Reproduce every line of the entries below verbatim, with no changes.
★ ★ ★ ★ ★
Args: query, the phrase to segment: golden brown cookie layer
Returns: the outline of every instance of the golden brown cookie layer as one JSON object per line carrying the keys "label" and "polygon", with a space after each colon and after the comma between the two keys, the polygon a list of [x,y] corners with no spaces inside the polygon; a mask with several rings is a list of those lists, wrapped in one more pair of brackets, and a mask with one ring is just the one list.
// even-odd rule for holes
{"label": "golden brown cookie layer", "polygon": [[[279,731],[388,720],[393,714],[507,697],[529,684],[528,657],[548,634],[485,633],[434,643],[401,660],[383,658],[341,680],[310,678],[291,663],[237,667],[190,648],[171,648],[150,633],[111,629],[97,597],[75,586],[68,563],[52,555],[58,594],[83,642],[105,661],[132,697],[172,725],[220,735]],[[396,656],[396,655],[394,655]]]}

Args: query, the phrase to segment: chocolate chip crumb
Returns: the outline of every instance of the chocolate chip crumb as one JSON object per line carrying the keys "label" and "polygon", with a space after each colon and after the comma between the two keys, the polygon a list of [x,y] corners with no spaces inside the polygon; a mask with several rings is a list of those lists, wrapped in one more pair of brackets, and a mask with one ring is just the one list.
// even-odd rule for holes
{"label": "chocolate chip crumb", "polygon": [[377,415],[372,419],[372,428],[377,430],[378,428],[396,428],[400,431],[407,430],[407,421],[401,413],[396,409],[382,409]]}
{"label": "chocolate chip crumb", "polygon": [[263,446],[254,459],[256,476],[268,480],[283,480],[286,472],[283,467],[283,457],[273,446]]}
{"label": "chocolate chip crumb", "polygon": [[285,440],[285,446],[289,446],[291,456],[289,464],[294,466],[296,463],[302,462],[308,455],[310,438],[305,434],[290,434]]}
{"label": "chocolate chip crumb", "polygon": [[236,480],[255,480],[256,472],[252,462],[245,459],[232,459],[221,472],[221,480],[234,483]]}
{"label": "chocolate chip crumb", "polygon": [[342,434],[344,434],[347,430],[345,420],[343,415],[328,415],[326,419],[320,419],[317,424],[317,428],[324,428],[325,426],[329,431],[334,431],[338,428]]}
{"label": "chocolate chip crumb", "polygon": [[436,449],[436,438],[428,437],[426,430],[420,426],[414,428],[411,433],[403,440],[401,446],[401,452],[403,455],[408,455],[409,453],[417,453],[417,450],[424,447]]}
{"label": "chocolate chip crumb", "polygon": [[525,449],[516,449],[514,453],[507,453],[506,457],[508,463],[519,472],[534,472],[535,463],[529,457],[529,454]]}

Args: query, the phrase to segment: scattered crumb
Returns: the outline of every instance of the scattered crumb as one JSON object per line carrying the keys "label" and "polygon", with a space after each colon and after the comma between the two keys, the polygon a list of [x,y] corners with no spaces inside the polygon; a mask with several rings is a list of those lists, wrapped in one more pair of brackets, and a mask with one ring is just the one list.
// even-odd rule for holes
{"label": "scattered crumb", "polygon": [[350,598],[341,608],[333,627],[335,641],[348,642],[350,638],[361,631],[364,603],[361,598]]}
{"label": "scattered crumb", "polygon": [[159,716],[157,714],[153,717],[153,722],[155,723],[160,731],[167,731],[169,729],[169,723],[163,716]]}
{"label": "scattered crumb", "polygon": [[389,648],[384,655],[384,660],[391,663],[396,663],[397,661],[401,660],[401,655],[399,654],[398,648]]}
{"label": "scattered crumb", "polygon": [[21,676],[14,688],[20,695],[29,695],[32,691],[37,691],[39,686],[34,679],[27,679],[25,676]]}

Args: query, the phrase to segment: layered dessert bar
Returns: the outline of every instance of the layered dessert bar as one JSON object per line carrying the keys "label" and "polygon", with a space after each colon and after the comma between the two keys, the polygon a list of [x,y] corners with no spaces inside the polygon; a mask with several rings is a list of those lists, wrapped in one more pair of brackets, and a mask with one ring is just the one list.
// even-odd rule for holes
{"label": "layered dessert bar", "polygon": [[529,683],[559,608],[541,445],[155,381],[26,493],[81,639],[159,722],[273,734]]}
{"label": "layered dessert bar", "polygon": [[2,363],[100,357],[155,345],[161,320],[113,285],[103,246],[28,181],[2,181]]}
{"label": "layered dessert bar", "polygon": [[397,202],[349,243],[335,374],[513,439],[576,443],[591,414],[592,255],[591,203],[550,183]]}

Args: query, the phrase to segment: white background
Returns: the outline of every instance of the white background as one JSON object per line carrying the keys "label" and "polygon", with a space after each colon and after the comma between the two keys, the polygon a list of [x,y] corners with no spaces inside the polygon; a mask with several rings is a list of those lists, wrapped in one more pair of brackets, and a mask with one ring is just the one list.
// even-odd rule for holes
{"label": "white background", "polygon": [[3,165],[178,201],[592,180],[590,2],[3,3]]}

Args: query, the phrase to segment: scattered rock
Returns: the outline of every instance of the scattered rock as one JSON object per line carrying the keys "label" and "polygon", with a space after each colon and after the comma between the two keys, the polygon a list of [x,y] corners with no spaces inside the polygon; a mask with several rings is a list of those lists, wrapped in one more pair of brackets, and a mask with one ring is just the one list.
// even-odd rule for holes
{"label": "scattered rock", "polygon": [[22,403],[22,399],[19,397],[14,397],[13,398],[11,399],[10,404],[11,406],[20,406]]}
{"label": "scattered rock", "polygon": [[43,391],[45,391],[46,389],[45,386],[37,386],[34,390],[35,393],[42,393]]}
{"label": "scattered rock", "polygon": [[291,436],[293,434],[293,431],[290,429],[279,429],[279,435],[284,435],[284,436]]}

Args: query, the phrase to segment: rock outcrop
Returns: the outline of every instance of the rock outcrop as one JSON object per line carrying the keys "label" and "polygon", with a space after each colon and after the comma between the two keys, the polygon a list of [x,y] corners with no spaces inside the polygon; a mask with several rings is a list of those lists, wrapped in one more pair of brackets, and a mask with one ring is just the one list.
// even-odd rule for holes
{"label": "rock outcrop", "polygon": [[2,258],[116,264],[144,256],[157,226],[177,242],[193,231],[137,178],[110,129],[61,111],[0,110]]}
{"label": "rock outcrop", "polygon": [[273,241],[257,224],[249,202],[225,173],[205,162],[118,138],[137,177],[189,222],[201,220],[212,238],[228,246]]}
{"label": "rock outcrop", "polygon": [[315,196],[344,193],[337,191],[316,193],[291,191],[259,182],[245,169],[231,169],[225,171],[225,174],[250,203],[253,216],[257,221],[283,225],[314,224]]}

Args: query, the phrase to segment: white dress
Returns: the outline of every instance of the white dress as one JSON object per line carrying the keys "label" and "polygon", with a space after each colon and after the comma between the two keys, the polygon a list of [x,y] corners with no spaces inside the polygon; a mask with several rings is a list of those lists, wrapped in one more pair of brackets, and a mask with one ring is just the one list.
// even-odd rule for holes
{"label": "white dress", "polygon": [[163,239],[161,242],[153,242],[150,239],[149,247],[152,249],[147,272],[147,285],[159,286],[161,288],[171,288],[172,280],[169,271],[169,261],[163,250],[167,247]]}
★ ★ ★ ★ ★
## WRITTEN ANSWER
Args: query, the phrase to segment: golden brown cookie layer
Returns: the outline of every instance of the golden brown cookie layer as one JSON object per line carrying the keys "label" and "polygon", with a space after each colon and after the comma between the two keys, the polygon a list of [x,y] corners with no spaces inside the polygon; a mask with several rings is a list of those lists, wrapped in one more pair of brackets, and a mask with one ring is just the one list.
// even-odd rule for holes
{"label": "golden brown cookie layer", "polygon": [[[279,731],[388,720],[393,714],[507,697],[529,684],[528,657],[548,634],[485,633],[434,643],[401,660],[383,658],[341,680],[310,678],[291,663],[237,667],[190,648],[171,648],[150,633],[111,629],[97,597],[75,586],[68,563],[52,555],[58,594],[83,642],[105,661],[132,697],[172,725],[220,735]],[[396,656],[396,655],[394,655]]]}

Args: query, the phrase to segment: chocolate chip crumb
Returns: the outline of every instance of the chocolate chip crumb as one JSON object per line carrying the keys "label" and "polygon", with a space after each colon and after the comma between the two keys, the polygon a list of [x,y] corners with no spaces inside the polygon; a mask with several rings is a list of those lists, wrapped in one more pair of brackets, and a mask with one ring is just the one list.
// even-odd rule for holes
{"label": "chocolate chip crumb", "polygon": [[377,415],[372,419],[372,428],[377,430],[378,428],[396,428],[400,431],[407,430],[407,421],[401,413],[396,409],[382,409]]}
{"label": "chocolate chip crumb", "polygon": [[263,446],[254,459],[256,476],[268,480],[283,480],[286,472],[283,467],[283,457],[273,446]]}
{"label": "chocolate chip crumb", "polygon": [[285,440],[285,446],[289,446],[291,456],[289,464],[294,466],[296,463],[302,462],[308,455],[310,438],[305,434],[290,434]]}
{"label": "chocolate chip crumb", "polygon": [[236,480],[255,480],[256,472],[252,462],[245,459],[232,459],[221,472],[221,480],[234,483]]}
{"label": "chocolate chip crumb", "polygon": [[342,434],[344,434],[347,430],[345,420],[343,415],[328,415],[326,419],[320,419],[317,424],[317,428],[324,428],[325,426],[329,431],[334,431],[338,428]]}
{"label": "chocolate chip crumb", "polygon": [[436,449],[436,438],[428,437],[426,430],[420,426],[414,428],[411,433],[403,440],[401,446],[401,452],[403,455],[408,455],[409,453],[417,453],[417,450],[424,447]]}
{"label": "chocolate chip crumb", "polygon": [[525,449],[516,449],[514,453],[507,453],[506,457],[508,463],[519,472],[534,472],[535,463],[529,457],[529,454]]}

Args: query, the phrase to segment: scattered crumb
Returns: the outline of every instance of the scattered crumb as one JSON object per line carrying the keys "label" and "polygon", with a space after each colon and after the comma between the two keys, the polygon a list of [x,y] corners with no spaces inside the polygon; a mask with several rings is a list of those lists, wrapped in one more pair of brackets, and a mask with one ring is just the one list.
// even-odd rule for holes
{"label": "scattered crumb", "polygon": [[350,598],[341,608],[333,627],[335,641],[348,642],[350,638],[361,631],[364,603],[361,598]]}
{"label": "scattered crumb", "polygon": [[159,716],[157,714],[153,717],[153,722],[155,723],[160,731],[167,731],[169,729],[169,723],[163,716]]}
{"label": "scattered crumb", "polygon": [[389,648],[384,655],[384,660],[391,663],[396,663],[397,661],[401,660],[401,655],[399,654],[398,648]]}
{"label": "scattered crumb", "polygon": [[21,676],[14,688],[20,695],[29,695],[32,691],[37,691],[39,686],[34,679],[27,679],[25,676]]}

Args: query, the phrase to segment: layered dessert bar
Returns: the outline of every instance of the layered dessert bar as one JSON object per line carrying the keys "label" and "polygon", with a space after each colon and after the comma between the two keys, the polygon a list of [x,y] corners with no spaces inside the polygon; a mask with several rings is a list of those lists, wrapped in one more pair of brackets, and a mask with one ring is just the one list.
// even-odd rule for holes
{"label": "layered dessert bar", "polygon": [[529,683],[559,608],[541,445],[155,381],[26,493],[81,639],[159,722],[273,734]]}
{"label": "layered dessert bar", "polygon": [[2,363],[100,357],[155,345],[161,320],[113,285],[103,246],[28,181],[2,181]]}
{"label": "layered dessert bar", "polygon": [[397,202],[349,243],[335,374],[513,439],[576,443],[591,414],[592,255],[591,203],[550,183]]}

Args: query, the phrase to segment: white background
Returns: the outline of every instance of the white background as one JSON object per line carrying the keys "label" and "polygon", with a space after each colon and after the comma between the two keys, the polygon a list of [x,y] corners with no spaces inside the polygon; a mask with several rings is a list of those lists, wrapped in one more pair of brackets, and a mask with one ring is just the one list.
// even-odd rule for holes
{"label": "white background", "polygon": [[3,165],[178,201],[592,180],[590,2],[3,3]]}

Args: query, the phrase to segment: scattered rock
Returns: the outline of every instance of the scattered rock as one JSON object per line carrying the keys "label" and "polygon", with a space after each colon and after the comma between the two keys, the polygon a list of [x,y] corners with no spaces inside the polygon; a mask with several rings is a list of those lists, wrapped in one more pair of brackets, and a mask with one ring is just the one list.
// even-odd rule for holes
{"label": "scattered rock", "polygon": [[22,403],[22,399],[19,397],[14,397],[13,398],[11,399],[10,404],[11,406],[20,406]]}
{"label": "scattered rock", "polygon": [[43,391],[45,391],[46,389],[45,386],[37,386],[34,390],[35,393],[42,393]]}
{"label": "scattered rock", "polygon": [[291,436],[293,434],[293,431],[290,429],[279,429],[279,435],[284,435],[284,436]]}

Args: query, the phrase to segment: rock outcrop
Returns: the outline of every instance of the rock outcrop as one JSON object per line carrying the keys "label" and "polygon", with a space after each colon and after the comma between the two keys, the polygon a list of [x,y] corners with no spaces inside the polygon; a mask with several rings is a list of those lists, wrapped in one more pair of brackets, and a mask with one ring is just the one list.
// even-odd rule for holes
{"label": "rock outcrop", "polygon": [[2,258],[116,264],[144,256],[157,226],[177,242],[193,231],[137,178],[110,129],[61,111],[0,110]]}
{"label": "rock outcrop", "polygon": [[273,241],[257,224],[249,202],[225,173],[205,162],[118,138],[137,177],[189,222],[201,220],[212,238],[228,246]]}
{"label": "rock outcrop", "polygon": [[315,196],[344,193],[337,191],[316,193],[291,191],[259,182],[245,169],[231,169],[225,171],[225,174],[250,203],[253,216],[257,221],[283,225],[314,224]]}

Args: query, the phrase to segment: white dress
Returns: the outline of every instance of the white dress as one JSON object per line carrying the keys "label" and "polygon", with a space after each colon and after the comma between the two keys, the polygon a list of [x,y] corners with no spaces inside the polygon; a mask with several rings is a list of those lists, wrapped in one more pair of brackets, and a mask with one ring is just the one list.
// even-odd rule for holes
{"label": "white dress", "polygon": [[163,239],[161,242],[153,242],[150,239],[149,247],[152,249],[147,272],[147,285],[159,286],[161,288],[171,288],[172,280],[169,271],[169,261],[163,250],[167,247]]}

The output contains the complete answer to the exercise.